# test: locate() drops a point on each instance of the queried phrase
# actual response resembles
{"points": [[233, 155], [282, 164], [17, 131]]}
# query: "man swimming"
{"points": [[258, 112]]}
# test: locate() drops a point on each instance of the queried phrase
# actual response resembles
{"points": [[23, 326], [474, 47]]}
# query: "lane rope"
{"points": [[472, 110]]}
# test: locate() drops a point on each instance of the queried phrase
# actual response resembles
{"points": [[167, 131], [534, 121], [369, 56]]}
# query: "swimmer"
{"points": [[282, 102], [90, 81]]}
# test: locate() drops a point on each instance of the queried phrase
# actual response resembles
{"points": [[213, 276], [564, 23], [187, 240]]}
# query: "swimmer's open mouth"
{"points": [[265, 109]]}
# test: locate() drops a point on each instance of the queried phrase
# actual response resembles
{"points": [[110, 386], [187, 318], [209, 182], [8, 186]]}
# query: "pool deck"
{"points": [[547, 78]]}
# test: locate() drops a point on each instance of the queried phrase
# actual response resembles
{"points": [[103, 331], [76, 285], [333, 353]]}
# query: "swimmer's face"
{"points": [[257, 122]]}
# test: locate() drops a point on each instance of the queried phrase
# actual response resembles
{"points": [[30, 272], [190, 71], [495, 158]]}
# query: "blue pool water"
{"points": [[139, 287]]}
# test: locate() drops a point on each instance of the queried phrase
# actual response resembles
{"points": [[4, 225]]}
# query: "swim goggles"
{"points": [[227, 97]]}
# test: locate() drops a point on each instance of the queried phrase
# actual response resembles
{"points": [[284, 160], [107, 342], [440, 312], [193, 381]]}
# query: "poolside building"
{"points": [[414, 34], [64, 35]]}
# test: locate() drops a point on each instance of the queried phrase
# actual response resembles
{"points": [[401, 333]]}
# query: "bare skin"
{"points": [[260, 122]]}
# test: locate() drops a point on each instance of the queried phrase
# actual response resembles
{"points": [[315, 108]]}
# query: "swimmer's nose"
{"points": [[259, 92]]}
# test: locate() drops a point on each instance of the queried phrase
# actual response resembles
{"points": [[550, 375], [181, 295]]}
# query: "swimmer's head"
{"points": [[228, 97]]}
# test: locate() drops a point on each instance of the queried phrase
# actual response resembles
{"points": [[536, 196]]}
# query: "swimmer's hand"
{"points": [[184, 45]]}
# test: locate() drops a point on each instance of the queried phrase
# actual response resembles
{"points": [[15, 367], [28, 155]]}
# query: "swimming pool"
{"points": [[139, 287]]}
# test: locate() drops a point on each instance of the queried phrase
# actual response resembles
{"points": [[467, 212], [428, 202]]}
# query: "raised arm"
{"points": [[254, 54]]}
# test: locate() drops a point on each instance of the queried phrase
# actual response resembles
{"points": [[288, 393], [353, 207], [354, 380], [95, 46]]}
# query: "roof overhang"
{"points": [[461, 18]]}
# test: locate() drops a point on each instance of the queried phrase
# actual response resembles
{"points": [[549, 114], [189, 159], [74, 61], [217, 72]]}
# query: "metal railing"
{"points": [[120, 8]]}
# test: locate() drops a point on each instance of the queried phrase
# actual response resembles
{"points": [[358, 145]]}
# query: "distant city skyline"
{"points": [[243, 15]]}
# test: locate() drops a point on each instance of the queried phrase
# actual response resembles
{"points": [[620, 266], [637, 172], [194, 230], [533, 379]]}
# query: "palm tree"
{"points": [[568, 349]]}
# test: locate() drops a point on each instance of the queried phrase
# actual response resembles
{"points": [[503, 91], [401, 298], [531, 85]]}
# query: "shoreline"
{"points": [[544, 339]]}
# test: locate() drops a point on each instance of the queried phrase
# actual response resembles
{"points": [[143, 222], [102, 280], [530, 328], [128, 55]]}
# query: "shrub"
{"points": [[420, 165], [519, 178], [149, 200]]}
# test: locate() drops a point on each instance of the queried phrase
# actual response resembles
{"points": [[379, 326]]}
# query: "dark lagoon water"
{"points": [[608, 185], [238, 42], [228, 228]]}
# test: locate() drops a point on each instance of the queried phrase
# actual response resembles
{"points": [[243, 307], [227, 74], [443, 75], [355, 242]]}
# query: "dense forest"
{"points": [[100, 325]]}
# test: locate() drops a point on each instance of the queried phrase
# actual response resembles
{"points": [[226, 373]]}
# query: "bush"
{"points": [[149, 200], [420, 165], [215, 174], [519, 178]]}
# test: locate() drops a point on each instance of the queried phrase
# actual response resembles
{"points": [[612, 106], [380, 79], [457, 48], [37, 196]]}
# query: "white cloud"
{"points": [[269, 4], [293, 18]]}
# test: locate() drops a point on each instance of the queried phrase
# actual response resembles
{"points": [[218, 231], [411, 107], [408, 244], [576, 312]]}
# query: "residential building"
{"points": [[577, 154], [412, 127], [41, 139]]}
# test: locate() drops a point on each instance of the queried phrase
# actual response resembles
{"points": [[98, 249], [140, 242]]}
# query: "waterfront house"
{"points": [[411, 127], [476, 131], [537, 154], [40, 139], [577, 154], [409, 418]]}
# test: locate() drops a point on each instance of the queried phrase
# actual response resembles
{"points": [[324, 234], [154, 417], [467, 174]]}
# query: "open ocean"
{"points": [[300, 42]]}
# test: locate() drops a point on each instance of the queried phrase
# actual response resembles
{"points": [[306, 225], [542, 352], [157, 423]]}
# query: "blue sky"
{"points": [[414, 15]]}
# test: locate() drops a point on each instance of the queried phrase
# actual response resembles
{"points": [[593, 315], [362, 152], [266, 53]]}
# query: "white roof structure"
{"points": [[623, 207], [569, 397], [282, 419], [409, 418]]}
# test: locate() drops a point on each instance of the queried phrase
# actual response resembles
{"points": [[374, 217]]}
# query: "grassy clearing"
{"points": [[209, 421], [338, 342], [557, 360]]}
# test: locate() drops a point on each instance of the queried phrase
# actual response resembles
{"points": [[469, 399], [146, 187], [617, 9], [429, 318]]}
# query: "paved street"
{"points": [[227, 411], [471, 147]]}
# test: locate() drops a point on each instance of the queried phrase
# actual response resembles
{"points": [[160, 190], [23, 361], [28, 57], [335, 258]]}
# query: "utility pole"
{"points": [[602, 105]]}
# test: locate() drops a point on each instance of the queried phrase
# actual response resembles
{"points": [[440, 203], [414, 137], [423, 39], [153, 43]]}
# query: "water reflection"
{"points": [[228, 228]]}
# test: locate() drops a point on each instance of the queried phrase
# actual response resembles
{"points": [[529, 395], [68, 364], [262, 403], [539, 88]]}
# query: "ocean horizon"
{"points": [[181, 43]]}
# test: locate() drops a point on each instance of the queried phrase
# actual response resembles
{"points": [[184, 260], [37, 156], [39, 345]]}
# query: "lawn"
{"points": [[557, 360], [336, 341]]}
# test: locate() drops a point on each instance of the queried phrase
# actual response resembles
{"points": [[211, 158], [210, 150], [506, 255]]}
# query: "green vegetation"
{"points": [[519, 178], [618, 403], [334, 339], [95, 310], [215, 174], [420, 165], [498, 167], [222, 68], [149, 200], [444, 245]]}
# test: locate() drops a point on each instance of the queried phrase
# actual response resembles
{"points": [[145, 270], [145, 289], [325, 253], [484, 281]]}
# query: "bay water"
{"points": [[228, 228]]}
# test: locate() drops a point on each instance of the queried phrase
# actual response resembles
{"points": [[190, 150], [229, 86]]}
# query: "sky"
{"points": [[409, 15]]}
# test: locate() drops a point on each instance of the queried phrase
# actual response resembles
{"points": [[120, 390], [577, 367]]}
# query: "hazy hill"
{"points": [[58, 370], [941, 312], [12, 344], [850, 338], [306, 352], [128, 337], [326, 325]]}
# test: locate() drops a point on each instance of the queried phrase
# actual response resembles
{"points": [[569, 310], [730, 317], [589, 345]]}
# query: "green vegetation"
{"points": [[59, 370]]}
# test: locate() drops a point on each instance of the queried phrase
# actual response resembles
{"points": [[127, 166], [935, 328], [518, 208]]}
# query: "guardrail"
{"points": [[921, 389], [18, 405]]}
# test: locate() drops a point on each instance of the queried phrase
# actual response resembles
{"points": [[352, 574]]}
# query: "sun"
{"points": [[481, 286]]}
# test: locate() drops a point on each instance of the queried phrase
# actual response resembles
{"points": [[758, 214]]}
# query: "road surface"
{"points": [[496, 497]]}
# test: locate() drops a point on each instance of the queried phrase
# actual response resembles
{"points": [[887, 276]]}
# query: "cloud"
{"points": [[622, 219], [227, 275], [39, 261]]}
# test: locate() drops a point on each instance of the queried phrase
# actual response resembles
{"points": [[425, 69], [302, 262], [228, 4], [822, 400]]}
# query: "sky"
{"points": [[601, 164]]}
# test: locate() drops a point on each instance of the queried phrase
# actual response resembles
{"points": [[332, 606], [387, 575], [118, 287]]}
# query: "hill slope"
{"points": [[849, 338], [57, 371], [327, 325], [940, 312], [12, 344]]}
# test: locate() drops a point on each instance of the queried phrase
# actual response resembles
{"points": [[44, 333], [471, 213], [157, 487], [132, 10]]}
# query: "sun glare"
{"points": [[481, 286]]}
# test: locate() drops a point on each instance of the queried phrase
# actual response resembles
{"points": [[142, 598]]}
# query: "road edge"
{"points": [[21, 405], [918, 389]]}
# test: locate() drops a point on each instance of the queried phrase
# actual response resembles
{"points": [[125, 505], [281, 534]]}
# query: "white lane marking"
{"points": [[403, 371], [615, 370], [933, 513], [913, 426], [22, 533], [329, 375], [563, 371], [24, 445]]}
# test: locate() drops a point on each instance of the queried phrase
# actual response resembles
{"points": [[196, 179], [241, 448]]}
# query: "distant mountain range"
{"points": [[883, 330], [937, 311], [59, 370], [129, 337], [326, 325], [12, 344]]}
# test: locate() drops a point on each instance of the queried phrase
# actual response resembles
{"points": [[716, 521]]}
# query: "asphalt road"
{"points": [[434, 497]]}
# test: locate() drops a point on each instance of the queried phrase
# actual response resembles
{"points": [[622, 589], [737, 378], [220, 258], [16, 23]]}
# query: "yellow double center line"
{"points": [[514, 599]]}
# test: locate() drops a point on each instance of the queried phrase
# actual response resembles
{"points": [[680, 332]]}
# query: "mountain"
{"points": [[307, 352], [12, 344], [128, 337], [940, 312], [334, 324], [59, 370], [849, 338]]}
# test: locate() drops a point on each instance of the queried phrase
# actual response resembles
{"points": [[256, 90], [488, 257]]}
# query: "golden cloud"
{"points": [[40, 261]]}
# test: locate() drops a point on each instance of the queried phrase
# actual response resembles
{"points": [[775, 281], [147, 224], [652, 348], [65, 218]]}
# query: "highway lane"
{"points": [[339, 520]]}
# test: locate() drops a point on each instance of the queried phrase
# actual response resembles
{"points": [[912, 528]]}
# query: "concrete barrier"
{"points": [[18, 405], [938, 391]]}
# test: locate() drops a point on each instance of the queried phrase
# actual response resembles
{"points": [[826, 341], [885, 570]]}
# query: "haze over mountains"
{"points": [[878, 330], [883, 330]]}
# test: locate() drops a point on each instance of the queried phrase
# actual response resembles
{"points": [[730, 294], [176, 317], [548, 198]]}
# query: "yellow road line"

• [Exercise instructions]:
Which lines in the entries contain the word "road"? List every one of them.

• [Output below]:
# query: "road surface"
# query: "road edge"
# query: "asphalt road"
# query: "yellow road line"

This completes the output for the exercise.